[Start of section]

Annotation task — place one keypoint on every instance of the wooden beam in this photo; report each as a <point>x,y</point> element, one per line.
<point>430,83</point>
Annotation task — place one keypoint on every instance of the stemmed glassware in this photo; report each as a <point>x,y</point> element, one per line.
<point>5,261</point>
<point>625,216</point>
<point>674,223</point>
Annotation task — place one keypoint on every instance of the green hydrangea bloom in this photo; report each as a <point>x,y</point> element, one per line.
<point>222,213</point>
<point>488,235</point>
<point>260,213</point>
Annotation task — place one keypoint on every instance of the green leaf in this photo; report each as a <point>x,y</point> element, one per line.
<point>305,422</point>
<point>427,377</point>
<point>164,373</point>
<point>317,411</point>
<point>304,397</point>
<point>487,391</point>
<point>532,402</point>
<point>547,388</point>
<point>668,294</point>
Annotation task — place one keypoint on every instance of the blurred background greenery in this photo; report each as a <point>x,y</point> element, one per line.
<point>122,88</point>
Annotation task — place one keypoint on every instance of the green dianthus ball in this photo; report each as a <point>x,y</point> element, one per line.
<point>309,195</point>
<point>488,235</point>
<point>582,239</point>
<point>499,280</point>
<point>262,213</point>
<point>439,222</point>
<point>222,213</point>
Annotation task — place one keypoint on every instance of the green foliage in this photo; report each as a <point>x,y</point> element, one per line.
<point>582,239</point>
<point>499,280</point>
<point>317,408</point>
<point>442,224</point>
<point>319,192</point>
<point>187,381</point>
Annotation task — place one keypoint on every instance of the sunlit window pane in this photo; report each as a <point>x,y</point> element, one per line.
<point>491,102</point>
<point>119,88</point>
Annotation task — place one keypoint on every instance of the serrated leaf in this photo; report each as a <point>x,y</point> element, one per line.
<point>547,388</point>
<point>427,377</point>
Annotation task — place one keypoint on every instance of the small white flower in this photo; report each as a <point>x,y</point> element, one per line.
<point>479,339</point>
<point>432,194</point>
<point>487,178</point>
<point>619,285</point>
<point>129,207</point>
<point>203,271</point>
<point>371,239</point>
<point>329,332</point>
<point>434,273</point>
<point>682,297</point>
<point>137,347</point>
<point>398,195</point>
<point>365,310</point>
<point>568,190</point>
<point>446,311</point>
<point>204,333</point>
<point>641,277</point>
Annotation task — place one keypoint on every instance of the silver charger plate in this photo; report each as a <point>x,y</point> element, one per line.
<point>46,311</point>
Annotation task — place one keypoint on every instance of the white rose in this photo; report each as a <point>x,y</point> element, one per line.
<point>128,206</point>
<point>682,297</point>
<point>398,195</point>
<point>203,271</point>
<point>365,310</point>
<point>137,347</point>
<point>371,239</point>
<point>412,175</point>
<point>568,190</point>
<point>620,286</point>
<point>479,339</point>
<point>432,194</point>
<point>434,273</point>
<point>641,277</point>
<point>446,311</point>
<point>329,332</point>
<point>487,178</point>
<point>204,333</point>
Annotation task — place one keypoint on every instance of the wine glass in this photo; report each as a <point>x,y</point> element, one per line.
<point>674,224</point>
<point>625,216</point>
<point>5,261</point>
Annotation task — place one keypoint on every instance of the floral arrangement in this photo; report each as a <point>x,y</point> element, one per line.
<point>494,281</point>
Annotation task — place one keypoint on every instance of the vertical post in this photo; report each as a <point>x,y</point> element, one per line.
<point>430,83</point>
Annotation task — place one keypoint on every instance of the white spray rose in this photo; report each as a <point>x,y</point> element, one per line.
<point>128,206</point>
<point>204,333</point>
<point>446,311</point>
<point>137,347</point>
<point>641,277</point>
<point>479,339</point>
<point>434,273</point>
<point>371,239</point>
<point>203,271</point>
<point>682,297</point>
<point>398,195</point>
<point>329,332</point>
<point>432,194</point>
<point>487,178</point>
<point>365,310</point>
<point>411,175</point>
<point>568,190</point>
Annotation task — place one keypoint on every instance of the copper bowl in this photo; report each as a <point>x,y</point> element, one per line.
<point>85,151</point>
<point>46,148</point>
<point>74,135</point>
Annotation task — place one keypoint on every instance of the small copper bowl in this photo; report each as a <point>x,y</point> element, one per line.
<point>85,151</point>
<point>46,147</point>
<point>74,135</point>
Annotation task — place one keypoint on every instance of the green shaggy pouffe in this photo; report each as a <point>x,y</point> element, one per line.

[End of section]

Assigned task — Give all the entries again exactly; leave none out.

Output below —
Annotation task — place one keypoint on every instance of the wooden beam in this photo; report each as a <point>x,y</point> element, one per line.
<point>430,83</point>
Annotation task — place one keypoint on every instance of the stemmed glassware in this photo; report each as a <point>x,y</point> element, one per line.
<point>5,261</point>
<point>625,216</point>
<point>674,223</point>
Annotation task — place one keypoint on every instance of the green hydrangea bloom in this photo; report each as a <point>x,y</point> element, one per line.
<point>222,213</point>
<point>488,235</point>
<point>260,213</point>
Annotation task — place one keypoint on every instance of the green leaf in this photo; report each as a <point>x,y</point> element, one per line.
<point>305,422</point>
<point>427,377</point>
<point>164,373</point>
<point>317,411</point>
<point>304,397</point>
<point>487,391</point>
<point>532,402</point>
<point>547,388</point>
<point>668,294</point>
Annotation task — place one keypoint on every instance of the blurred background greenery in this photo; report each as a <point>x,y</point> element, one per line.
<point>122,88</point>
Annotation task — place one keypoint on every instance of the green dianthus ball in this photo; report each as a <point>x,y</point> element, one per line.
<point>309,195</point>
<point>488,235</point>
<point>582,239</point>
<point>499,280</point>
<point>262,213</point>
<point>439,222</point>
<point>222,213</point>
Annotation task — place one keypoint on every instance of the green foliage in this photo; report each as a <point>x,y</point> element, one per line.
<point>582,239</point>
<point>499,280</point>
<point>317,408</point>
<point>442,224</point>
<point>319,192</point>
<point>187,381</point>
Annotation task — place one keypoint on every instance of the sunlit window pane in this photo; report each as a <point>x,y</point> element, one per line.
<point>491,102</point>
<point>119,88</point>
Annotation task — place one keypoint on every instance of the serrated leaf in this photo; report each as a <point>x,y</point> element, one per line.
<point>547,388</point>
<point>427,377</point>
Annotation task — place one keypoint on every instance of the small white flower in this photo; report each as a <point>x,y</point> element, one per line.
<point>479,339</point>
<point>432,194</point>
<point>487,178</point>
<point>619,285</point>
<point>129,207</point>
<point>203,271</point>
<point>371,239</point>
<point>329,332</point>
<point>434,273</point>
<point>682,297</point>
<point>137,347</point>
<point>398,195</point>
<point>365,310</point>
<point>568,190</point>
<point>446,311</point>
<point>204,333</point>
<point>641,277</point>
Annotation task — place one keypoint on every instance of the silver charger plate in this photo; report each as a <point>x,y</point> element, one per line.
<point>46,311</point>
Annotation task — place one keypoint on every instance of the white rose in this photo; report each as a <point>x,y</point> element, one per line.
<point>128,206</point>
<point>682,297</point>
<point>398,195</point>
<point>203,271</point>
<point>365,310</point>
<point>137,347</point>
<point>371,239</point>
<point>412,175</point>
<point>568,190</point>
<point>620,286</point>
<point>479,339</point>
<point>432,194</point>
<point>434,273</point>
<point>641,277</point>
<point>446,311</point>
<point>329,332</point>
<point>487,178</point>
<point>204,333</point>
Annotation task — place one keypoint on every instance of the wine glass in this photo; report each as a <point>x,y</point> element, one per line.
<point>674,224</point>
<point>625,216</point>
<point>5,261</point>
Annotation task — place one keypoint on every instance of the floral arrangement in this photo; report each as a <point>x,y</point> element, one per line.
<point>494,281</point>
Annotation task — place one keypoint on every instance of the vertical post in this photo; report each as a <point>x,y</point> element, one per line.
<point>430,83</point>
Annotation task — place one keypoint on every instance of the white spray rose in this photo; report each as a <point>x,y</point> element, one per line.
<point>128,206</point>
<point>204,333</point>
<point>446,311</point>
<point>137,347</point>
<point>641,277</point>
<point>479,339</point>
<point>434,273</point>
<point>371,239</point>
<point>203,271</point>
<point>682,297</point>
<point>398,195</point>
<point>329,332</point>
<point>432,194</point>
<point>487,178</point>
<point>365,310</point>
<point>411,175</point>
<point>568,190</point>
Annotation task — place one keypoint on every instance of the copper bowl in this photo; report each as a <point>x,y</point> element, one per line.
<point>85,151</point>
<point>46,148</point>
<point>74,135</point>
Annotation task — place one keypoint on every instance of the small copper bowl in this photo; report each as a <point>x,y</point> element, one per line.
<point>85,151</point>
<point>46,147</point>
<point>74,135</point>
Annotation task — place one keypoint on every instance of the green shaggy pouffe in this photo; report each as a <point>x,y</point> element, one per line.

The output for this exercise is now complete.